» **EXCERPT TO READ**
· · · · · · ·
Since we want another second-hand store nearby our location candidate, the _location_ attribute of the venues will be the most interesting attribute for our research.

## Methodology

In this project we direct our efforts on detecting areas of Berlin that have a high density of second-hand stores. 

In the first step we gather the necessary data. Then, we clean the collected data, e.g. remove irrelevant data or duplicates and possibly handle missing data. We then (visually) explore our clean data set and form a hypothesis about possible hot-spots and where would be a promissing location to open up a local second-hand store.

After that, we use DBSCAN-algorithm to cluster the locations of existing second-hand stores, to verify our hypothesis. While doing so, we take requirements of the stakeholders into consideration: At least 3 other second-hand stores nearby the location and one of them must be as close as 275 meters to our location candidate.

We then visualize our findings and present the promissing location candidates based on the given criteria. Our result should be a starting point for final 'street level' exploration and search for optimal venue location by stakeholders.

## Analysis

We start by getting our environment ready. Then, we define some function that will come in handy in the further analysis.

### Getting ready

In [39]:
# first, let's import all needed librarys
import json
import requests
import utm
import time
import random
import math
import numpy as np
import pandas as pd
import folium
from folium.plugins import MarkerCluster
import sklearn.utils
from sklearn.cluster import DBSCAN
from sklearn import metrics

In [40]:
# define functions to use in this project
def foursquare_search(payload: dict) -> requests.Response:
    """call the search endpoint of Foursquare Places API"""
    url = 'https://api.foursquare.com/v2/venues/search'    
    payload['client_id'] = FOURSQUARE_CLIENT_ID
    payload['client_secret'] = FOURSQUARE_CLIENT_SECRET
    payload['v'] = FOURSQUARE_API_VERSION
    try:
        r = requests.get(url, params=payload)
        r.raise_for_status()      
    except requests.exceptions.HTTPError as err:
        print(err, '\nServer-Response:\n', json.dumps(err.response.json(), sort_keys=True, indent=3))
    return r

def format_address(location):
    """receive a nicely formatted address out of the json-response from Foursquare API"""
    address = ', '.join(location['formattedAddress'])
    address = address.replace(', Deutschland', '')
    address = address.replace(', Germany', '')
    return address
    
def calc_xy_distance(x1, y1, x2, y2):
    """calculate distance in UTX coordinate system"""
· · · · · · ·
» **DATA TO USE**
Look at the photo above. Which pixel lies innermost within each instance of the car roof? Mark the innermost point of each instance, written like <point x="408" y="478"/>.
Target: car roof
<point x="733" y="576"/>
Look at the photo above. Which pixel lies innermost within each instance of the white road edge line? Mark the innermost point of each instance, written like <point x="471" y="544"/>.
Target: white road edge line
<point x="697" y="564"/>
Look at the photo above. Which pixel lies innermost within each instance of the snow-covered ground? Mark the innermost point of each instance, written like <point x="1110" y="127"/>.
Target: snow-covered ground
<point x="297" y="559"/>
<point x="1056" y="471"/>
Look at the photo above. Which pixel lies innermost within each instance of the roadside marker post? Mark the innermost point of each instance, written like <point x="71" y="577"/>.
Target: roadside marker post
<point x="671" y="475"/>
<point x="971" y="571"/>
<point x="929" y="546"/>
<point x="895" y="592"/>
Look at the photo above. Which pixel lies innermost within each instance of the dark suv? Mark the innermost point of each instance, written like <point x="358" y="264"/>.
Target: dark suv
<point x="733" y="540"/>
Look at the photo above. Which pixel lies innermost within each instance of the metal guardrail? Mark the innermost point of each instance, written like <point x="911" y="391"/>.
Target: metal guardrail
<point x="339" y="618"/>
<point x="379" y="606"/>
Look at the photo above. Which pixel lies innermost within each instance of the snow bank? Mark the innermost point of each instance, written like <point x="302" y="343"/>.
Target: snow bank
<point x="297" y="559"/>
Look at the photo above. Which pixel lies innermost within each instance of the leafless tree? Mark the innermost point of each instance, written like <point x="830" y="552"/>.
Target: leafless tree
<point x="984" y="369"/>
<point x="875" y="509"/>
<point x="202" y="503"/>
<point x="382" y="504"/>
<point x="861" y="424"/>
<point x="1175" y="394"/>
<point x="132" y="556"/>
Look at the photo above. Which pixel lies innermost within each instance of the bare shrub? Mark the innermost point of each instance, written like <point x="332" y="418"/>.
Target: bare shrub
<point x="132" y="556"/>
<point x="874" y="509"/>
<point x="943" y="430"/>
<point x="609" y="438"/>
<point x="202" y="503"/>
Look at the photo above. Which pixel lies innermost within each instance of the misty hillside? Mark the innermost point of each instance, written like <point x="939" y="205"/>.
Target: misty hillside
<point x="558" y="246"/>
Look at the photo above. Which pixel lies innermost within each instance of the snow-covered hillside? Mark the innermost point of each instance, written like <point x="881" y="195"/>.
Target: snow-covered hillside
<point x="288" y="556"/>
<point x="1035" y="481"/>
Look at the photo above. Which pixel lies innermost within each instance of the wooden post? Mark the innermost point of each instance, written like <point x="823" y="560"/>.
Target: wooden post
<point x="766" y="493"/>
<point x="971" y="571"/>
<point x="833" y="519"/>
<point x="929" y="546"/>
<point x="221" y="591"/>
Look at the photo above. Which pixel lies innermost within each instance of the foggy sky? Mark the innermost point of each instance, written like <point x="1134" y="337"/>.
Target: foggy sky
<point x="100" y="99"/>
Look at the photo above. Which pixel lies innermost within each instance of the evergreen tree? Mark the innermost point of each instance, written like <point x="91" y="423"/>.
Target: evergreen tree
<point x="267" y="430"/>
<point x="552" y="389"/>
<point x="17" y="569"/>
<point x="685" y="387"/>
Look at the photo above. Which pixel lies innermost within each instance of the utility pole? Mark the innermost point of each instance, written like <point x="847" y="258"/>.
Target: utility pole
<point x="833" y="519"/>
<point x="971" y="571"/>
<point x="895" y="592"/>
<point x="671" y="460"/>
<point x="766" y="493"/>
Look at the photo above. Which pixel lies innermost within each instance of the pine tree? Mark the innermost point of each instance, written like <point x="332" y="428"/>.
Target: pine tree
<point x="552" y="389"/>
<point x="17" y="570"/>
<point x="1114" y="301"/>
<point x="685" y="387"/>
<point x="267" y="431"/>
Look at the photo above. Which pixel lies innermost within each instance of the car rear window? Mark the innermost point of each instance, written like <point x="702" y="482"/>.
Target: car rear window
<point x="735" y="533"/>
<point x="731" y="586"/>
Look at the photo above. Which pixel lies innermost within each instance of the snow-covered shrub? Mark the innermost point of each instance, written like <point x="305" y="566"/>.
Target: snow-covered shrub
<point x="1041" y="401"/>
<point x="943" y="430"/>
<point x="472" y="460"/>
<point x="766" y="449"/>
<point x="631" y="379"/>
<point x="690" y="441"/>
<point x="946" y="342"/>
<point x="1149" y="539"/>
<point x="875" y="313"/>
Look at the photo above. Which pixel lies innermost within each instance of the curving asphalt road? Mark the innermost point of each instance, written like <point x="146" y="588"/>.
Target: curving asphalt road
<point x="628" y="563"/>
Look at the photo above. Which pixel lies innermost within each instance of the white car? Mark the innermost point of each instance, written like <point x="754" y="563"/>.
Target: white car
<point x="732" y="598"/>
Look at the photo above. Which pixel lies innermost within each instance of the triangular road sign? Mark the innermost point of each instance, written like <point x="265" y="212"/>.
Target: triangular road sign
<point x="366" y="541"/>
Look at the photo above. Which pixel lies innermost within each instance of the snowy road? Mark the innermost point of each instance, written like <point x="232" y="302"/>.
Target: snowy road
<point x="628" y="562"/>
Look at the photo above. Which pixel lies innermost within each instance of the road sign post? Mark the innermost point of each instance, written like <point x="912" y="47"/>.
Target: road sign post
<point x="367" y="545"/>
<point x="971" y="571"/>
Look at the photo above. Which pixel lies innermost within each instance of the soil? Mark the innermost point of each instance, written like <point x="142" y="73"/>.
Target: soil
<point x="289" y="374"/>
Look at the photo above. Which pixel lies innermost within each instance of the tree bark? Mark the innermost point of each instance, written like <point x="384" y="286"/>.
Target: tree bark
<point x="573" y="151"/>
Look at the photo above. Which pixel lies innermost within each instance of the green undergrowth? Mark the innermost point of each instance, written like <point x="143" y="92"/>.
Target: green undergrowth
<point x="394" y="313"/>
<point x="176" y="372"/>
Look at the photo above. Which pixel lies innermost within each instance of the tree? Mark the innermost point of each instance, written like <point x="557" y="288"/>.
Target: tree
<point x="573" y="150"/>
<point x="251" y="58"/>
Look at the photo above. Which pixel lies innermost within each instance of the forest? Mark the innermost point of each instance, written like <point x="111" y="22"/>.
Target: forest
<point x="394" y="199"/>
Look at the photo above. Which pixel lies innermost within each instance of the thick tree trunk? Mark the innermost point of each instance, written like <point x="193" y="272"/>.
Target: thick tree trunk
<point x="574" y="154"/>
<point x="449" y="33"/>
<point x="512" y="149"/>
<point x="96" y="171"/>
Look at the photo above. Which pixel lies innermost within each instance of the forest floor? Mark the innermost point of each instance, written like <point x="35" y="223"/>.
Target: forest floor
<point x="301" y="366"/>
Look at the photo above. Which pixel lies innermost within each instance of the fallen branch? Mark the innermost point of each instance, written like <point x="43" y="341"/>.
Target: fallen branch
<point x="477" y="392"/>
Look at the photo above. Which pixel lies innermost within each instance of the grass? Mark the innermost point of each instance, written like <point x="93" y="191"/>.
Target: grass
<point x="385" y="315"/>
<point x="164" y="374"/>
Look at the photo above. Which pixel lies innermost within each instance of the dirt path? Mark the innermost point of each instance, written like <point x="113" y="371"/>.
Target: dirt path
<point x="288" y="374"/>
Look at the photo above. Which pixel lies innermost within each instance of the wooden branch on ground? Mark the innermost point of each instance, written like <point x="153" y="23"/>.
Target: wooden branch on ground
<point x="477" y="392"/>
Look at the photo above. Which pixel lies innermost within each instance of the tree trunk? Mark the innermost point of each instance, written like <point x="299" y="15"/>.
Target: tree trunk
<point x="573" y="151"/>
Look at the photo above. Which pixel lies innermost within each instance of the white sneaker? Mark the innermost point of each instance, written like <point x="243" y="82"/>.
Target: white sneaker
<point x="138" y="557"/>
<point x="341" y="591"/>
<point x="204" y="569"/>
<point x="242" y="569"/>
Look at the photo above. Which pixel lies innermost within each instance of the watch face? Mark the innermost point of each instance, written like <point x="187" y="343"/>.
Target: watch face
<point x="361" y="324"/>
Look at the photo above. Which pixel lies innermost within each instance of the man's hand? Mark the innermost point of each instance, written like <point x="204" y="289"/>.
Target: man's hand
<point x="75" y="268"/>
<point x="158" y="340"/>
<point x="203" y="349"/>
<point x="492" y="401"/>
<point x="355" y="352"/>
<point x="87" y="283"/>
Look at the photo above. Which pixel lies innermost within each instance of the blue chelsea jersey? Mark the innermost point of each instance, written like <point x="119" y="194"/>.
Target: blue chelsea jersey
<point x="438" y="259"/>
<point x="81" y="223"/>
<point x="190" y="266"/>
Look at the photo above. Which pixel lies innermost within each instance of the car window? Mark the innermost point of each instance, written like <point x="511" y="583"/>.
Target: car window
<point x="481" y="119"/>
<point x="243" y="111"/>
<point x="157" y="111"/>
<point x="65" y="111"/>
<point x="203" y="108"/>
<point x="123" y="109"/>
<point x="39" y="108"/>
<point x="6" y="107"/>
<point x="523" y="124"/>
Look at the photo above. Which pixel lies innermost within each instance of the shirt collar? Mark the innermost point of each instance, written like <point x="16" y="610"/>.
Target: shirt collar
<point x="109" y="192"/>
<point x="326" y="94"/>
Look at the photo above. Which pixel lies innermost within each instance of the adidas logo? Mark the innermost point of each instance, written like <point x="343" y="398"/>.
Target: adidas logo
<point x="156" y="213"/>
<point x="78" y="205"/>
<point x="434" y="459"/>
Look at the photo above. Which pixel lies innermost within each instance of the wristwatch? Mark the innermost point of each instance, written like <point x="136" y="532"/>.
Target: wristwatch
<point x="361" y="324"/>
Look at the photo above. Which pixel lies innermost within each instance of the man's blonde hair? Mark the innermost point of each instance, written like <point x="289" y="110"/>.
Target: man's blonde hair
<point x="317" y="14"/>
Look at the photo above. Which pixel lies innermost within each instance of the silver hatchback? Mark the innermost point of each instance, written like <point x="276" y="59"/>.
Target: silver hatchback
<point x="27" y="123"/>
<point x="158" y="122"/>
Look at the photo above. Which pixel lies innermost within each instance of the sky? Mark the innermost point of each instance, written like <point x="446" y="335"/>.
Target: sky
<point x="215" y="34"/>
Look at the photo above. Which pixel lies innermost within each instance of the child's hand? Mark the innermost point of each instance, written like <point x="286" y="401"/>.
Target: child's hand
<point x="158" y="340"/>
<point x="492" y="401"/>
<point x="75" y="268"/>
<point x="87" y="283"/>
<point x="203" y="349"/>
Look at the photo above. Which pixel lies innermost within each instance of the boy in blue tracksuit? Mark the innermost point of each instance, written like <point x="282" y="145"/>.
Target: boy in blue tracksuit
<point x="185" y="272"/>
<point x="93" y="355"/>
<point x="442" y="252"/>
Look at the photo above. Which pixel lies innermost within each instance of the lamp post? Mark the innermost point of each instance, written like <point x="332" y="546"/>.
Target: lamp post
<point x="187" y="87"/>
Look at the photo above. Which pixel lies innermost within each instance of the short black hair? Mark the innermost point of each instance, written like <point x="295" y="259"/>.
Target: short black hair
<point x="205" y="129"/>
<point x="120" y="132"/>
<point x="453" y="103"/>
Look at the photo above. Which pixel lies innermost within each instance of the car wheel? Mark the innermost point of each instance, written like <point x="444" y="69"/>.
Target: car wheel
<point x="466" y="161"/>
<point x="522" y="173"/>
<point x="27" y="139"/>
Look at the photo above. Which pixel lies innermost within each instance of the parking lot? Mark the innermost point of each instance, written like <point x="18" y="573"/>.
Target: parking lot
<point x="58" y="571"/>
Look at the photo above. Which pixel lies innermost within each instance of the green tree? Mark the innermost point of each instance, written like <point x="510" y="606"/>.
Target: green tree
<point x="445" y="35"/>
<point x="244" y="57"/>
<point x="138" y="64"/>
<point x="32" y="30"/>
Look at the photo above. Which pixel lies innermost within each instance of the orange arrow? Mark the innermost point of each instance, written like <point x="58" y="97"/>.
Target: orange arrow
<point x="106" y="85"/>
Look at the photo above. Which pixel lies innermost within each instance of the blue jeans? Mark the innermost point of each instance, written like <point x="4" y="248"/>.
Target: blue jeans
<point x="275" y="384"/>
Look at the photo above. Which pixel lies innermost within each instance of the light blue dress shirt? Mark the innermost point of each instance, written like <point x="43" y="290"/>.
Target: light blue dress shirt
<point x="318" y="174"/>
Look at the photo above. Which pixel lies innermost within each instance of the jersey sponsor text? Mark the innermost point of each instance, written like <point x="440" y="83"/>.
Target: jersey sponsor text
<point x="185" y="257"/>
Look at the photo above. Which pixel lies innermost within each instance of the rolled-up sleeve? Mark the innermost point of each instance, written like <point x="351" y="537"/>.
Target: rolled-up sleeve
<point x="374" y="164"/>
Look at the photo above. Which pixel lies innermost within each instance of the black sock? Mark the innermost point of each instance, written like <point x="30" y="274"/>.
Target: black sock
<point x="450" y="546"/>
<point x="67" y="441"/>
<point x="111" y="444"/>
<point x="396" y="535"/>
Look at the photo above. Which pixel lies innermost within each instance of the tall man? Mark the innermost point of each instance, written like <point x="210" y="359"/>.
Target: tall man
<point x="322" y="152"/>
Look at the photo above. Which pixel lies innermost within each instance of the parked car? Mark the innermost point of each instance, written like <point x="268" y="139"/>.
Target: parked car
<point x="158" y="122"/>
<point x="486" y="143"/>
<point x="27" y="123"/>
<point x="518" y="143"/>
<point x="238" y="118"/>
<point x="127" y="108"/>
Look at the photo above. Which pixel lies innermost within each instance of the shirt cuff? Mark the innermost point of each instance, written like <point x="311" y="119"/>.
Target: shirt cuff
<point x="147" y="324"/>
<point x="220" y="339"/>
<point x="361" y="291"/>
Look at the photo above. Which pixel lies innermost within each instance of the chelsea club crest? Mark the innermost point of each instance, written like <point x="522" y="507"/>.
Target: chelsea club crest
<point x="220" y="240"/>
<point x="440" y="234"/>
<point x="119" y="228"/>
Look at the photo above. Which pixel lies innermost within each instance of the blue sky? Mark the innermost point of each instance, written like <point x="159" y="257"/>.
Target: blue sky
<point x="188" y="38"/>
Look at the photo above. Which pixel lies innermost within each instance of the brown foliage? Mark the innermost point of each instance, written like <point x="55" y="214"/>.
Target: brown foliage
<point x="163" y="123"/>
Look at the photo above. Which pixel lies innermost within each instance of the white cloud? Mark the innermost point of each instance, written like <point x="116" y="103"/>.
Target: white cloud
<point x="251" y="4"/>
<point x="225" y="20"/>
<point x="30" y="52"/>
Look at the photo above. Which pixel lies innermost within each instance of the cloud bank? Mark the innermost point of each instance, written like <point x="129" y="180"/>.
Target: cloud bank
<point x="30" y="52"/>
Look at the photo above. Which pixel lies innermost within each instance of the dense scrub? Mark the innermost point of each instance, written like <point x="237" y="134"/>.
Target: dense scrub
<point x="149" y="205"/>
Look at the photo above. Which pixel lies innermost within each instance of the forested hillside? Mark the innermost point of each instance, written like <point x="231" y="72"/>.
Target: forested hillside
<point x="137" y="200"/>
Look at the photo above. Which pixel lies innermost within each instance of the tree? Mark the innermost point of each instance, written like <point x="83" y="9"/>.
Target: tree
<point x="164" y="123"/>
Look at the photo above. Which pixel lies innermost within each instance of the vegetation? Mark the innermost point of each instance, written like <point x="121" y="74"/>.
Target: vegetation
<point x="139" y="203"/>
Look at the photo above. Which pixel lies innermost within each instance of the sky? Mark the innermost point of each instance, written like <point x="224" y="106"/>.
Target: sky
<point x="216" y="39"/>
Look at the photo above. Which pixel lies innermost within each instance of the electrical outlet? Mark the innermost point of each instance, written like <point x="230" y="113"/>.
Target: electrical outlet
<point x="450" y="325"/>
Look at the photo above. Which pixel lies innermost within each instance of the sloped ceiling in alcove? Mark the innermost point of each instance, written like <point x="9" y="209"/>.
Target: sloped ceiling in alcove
· · · · · · ·
» **DIRECTIVES**
1. Name every function defined in the code of the Berlin second-hand store analysis.
2. Please locate each line in the records that contains the word "outlet" and copy those lines.

» **ANSWER SET**
1. foursquare_search, format_address, calc_xy_distance

2.
Look at the photo above. Which pixel lies innermost within each instance of the electrical outlet? Mark the innermost point of each instance, written like <point x="230" y="113"/>.
Target: electrical outlet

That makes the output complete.